» **Supplied material**:
---
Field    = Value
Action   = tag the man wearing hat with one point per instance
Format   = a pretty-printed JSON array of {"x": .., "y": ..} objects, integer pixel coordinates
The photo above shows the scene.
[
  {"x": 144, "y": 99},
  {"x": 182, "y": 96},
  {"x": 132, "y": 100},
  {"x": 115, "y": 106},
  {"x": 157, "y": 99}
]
---
» **Assignment**:
Please return only the lines from the one with "integer pixel coordinates" through the end of the listing, each exactly as written, first and last included.

» **Answer section**:
Format   = a pretty-printed JSON array of {"x": .., "y": ..} objects, integer pixel coordinates
The photo above shows the scene.
[
  {"x": 144, "y": 99},
  {"x": 182, "y": 96},
  {"x": 132, "y": 100},
  {"x": 115, "y": 106},
  {"x": 157, "y": 99}
]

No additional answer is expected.